# DATA SUPPLIED
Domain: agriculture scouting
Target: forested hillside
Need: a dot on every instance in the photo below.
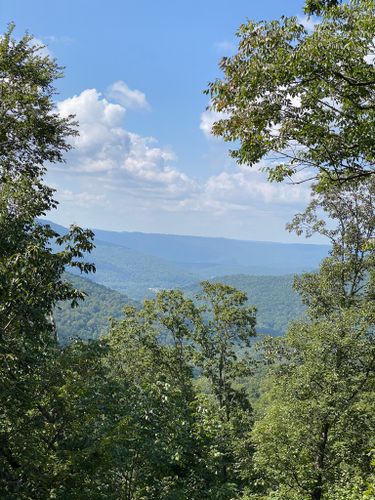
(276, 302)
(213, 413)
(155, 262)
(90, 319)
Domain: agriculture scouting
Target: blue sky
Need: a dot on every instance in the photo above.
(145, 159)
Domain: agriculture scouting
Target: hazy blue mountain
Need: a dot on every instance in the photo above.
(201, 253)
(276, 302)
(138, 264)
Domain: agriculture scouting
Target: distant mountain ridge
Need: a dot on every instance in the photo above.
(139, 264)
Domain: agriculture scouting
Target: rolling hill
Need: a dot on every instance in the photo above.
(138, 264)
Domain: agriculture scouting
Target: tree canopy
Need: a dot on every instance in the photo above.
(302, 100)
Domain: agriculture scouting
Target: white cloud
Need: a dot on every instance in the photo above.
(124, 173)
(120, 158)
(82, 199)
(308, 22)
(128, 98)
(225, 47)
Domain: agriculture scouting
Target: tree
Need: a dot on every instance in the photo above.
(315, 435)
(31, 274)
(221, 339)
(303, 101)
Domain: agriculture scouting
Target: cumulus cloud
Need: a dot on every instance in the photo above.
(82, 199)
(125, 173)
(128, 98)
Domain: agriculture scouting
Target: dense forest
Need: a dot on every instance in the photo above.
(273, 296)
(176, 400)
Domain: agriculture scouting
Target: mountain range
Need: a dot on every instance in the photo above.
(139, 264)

...

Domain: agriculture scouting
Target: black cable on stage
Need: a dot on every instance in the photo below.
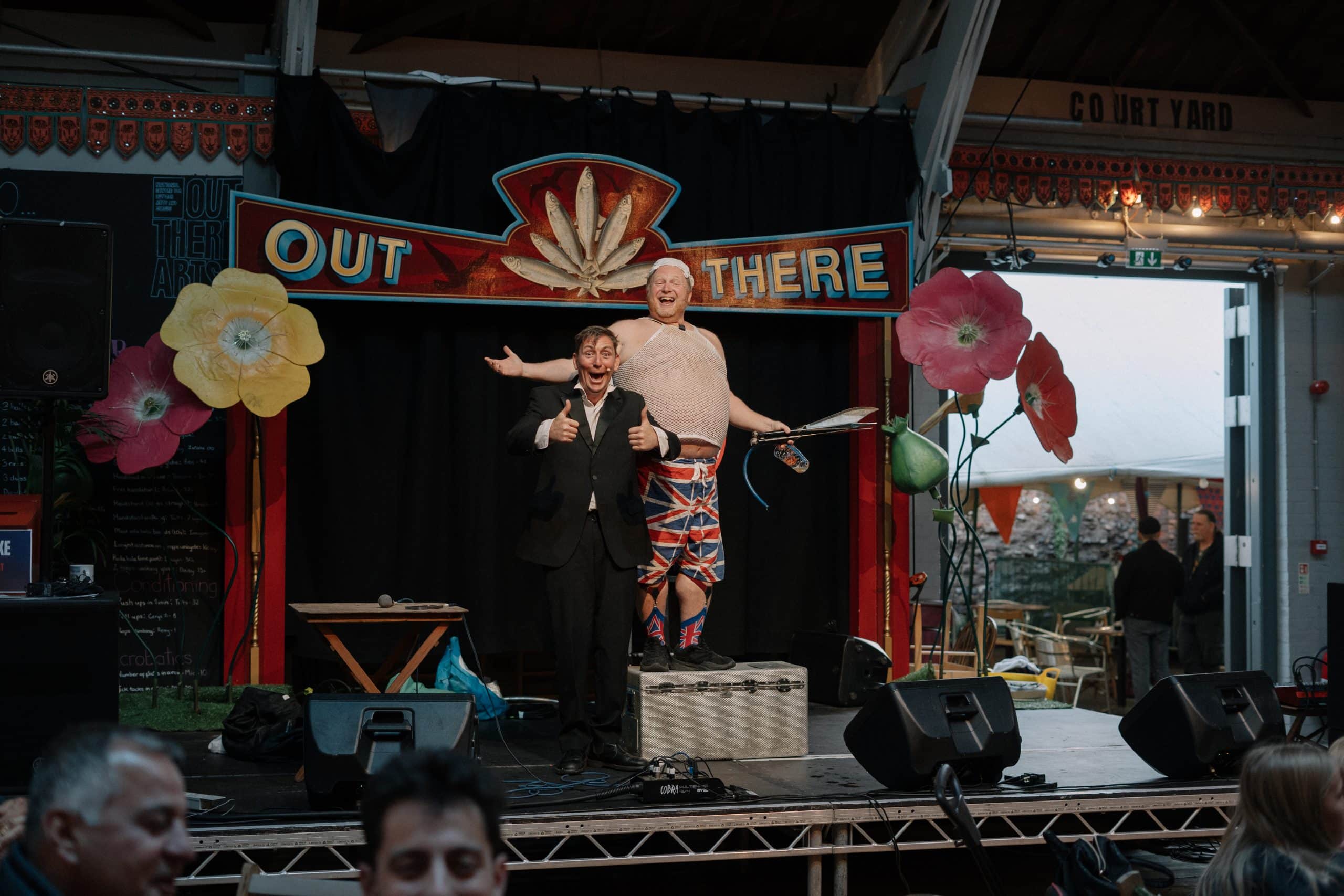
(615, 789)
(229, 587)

# AIM OF THE TASK
Count the lines in the rows above that contain the string "Target", where case counts. Give only the number.

# EXERCISE SOLUTION
12